## Exercise details
Only one stretch of the material below is wanted: everything from the line containing "negative clicks: (183, 68) (145, 82)" down to the line containing "274L307 374L327 384L341", both ends included. Repeat it exactly and skip the pictures.

::::::::

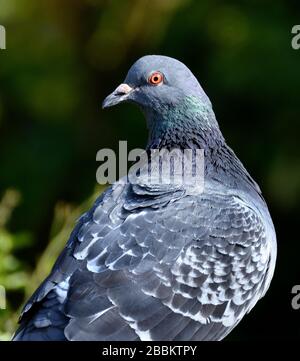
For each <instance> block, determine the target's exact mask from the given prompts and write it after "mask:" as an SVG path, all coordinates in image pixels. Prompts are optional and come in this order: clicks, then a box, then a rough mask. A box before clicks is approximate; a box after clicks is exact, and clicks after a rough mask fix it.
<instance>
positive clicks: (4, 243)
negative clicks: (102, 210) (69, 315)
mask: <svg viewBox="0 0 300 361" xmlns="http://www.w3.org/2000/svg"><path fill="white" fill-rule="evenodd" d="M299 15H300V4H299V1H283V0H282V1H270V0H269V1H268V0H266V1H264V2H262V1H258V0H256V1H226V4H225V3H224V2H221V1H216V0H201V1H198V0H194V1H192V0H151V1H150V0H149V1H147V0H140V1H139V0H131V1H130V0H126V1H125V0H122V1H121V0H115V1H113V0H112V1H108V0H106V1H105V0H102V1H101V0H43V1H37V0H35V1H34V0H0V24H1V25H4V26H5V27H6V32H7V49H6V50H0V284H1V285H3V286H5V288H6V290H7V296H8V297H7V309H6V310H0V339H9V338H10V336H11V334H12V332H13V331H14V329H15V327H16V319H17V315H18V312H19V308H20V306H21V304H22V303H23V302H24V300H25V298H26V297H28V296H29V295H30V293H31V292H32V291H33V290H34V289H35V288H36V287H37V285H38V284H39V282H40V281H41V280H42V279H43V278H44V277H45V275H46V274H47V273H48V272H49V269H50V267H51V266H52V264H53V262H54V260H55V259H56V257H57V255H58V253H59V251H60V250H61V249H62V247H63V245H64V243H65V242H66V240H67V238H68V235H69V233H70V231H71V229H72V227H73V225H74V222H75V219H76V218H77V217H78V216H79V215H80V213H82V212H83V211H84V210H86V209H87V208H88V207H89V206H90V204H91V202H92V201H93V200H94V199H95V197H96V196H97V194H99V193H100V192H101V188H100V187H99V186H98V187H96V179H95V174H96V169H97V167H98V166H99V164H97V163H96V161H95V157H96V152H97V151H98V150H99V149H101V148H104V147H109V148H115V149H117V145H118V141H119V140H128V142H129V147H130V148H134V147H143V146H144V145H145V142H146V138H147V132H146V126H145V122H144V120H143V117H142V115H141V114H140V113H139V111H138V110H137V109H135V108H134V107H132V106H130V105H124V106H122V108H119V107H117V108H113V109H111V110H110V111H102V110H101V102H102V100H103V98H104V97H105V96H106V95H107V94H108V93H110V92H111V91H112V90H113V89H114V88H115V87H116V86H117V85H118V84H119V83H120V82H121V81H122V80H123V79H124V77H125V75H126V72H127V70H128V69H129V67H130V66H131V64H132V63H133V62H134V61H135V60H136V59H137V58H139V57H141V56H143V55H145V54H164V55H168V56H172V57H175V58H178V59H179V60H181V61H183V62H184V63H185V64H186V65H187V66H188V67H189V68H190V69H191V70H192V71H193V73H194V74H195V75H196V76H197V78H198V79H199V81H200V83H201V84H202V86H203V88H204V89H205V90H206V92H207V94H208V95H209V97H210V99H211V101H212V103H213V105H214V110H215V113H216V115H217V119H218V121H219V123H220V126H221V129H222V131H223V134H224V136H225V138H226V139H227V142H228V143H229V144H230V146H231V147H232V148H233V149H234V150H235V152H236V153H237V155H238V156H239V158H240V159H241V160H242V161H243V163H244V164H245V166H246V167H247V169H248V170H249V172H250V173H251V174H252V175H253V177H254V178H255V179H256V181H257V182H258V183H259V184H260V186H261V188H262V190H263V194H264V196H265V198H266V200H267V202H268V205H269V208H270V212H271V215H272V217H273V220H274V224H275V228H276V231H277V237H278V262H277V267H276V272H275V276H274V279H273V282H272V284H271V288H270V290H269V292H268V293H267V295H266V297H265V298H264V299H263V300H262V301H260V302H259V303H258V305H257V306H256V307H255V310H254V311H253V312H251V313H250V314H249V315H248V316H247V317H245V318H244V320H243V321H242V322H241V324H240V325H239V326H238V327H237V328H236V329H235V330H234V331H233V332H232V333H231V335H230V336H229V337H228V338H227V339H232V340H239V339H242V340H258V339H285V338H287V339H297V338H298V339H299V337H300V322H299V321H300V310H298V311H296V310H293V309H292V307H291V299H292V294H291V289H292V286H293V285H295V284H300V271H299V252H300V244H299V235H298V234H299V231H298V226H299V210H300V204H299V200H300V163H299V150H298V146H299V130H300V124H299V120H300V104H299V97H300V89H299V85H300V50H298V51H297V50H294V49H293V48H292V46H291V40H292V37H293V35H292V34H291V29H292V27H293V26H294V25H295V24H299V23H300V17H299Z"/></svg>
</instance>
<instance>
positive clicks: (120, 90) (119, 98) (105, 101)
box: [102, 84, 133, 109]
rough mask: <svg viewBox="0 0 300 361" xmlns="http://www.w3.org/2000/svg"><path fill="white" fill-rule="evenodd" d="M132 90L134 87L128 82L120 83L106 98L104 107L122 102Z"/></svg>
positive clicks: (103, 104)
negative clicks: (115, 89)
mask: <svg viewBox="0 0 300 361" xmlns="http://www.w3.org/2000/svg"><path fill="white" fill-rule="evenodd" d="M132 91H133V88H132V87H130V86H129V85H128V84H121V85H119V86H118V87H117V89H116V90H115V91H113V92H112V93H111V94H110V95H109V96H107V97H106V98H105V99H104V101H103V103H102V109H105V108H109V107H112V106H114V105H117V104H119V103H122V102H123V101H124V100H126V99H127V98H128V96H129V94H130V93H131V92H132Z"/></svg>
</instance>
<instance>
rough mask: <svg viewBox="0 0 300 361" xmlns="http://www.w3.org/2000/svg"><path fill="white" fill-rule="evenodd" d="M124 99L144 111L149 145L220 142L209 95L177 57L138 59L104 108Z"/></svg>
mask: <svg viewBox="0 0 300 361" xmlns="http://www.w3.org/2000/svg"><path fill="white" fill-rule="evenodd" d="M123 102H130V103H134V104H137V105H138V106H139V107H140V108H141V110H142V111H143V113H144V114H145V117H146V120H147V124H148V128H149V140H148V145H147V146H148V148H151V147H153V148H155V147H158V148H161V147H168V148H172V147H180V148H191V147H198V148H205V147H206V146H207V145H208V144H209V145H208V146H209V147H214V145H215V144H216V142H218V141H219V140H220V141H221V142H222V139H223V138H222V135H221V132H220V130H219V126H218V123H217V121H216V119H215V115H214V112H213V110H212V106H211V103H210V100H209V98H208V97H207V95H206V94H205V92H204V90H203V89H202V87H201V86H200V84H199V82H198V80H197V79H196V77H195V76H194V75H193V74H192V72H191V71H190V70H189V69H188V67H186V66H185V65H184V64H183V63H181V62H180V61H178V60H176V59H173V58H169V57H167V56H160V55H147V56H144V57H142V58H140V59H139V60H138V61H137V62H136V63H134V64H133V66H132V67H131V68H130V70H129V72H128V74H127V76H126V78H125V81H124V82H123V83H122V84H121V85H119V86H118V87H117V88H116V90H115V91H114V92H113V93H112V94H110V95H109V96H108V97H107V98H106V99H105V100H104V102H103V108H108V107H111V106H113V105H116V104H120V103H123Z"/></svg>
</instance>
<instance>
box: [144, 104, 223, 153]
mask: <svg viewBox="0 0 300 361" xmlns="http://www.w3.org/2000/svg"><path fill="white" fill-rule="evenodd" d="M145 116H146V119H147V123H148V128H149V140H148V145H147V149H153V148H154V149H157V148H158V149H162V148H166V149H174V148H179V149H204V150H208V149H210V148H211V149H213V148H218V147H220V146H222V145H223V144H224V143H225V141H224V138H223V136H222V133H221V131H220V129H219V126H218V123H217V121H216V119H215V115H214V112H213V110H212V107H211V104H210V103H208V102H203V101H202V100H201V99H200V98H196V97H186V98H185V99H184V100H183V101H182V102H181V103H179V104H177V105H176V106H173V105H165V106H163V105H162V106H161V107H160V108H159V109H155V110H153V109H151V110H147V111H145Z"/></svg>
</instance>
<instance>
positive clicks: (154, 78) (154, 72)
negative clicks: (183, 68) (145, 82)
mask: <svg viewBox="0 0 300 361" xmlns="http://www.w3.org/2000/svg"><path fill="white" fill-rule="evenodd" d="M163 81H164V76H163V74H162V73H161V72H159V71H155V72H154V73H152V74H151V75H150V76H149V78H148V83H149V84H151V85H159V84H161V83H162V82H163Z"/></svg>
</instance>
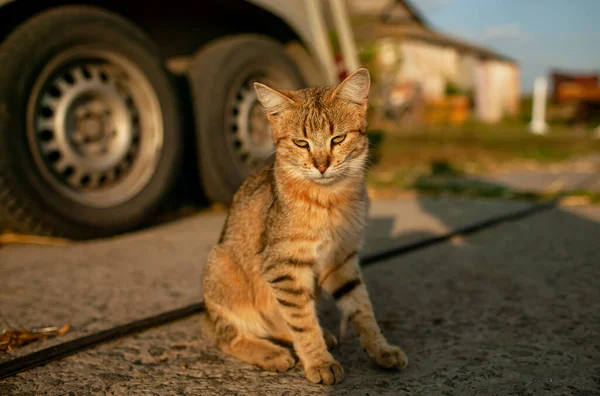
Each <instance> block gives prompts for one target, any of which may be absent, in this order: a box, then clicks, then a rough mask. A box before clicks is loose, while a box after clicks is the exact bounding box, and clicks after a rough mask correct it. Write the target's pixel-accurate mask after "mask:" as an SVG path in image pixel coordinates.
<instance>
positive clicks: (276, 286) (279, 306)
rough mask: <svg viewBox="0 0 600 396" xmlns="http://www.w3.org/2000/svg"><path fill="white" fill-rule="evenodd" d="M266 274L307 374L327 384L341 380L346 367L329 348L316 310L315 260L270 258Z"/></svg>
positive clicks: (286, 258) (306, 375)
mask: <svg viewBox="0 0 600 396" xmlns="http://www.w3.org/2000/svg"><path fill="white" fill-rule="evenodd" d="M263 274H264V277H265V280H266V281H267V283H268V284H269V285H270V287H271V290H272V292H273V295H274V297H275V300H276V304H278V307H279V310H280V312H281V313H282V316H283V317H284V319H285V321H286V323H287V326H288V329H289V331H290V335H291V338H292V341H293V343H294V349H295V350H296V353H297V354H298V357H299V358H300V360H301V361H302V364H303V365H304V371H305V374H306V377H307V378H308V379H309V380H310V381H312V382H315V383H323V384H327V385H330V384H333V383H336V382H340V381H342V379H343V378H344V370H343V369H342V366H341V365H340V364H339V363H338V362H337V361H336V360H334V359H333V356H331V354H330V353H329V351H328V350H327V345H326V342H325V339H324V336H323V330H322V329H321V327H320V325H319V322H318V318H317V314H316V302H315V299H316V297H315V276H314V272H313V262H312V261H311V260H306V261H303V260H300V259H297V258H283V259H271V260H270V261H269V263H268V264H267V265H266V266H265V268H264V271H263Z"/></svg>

::::::::

## Solution to this problem
negative clicks: (183, 68) (145, 82)
mask: <svg viewBox="0 0 300 361" xmlns="http://www.w3.org/2000/svg"><path fill="white" fill-rule="evenodd" d="M163 81H164V76H163V74H162V73H161V72H159V71H155V72H154V73H152V74H151V75H150V76H149V78H148V83H149V84H151V85H159V84H161V83H162V82H163Z"/></svg>
</instance>
Each <instance> block gives prompts for one target, any of which may be absent, in this order: a box, then clicks, then a rough mask. A box before clicks is loose, while a box after clicks is the exact bounding box, and clicks after a rough mask correct it. Write the target's pixel-accurate mask after "mask:" as an SVG path in image pixel coordinates.
<instance>
positive clicks: (276, 286) (279, 306)
rough mask: <svg viewBox="0 0 600 396" xmlns="http://www.w3.org/2000/svg"><path fill="white" fill-rule="evenodd" d="M266 274L307 374L327 384L341 380L346 367L329 348L316 310L315 260L270 258Z"/></svg>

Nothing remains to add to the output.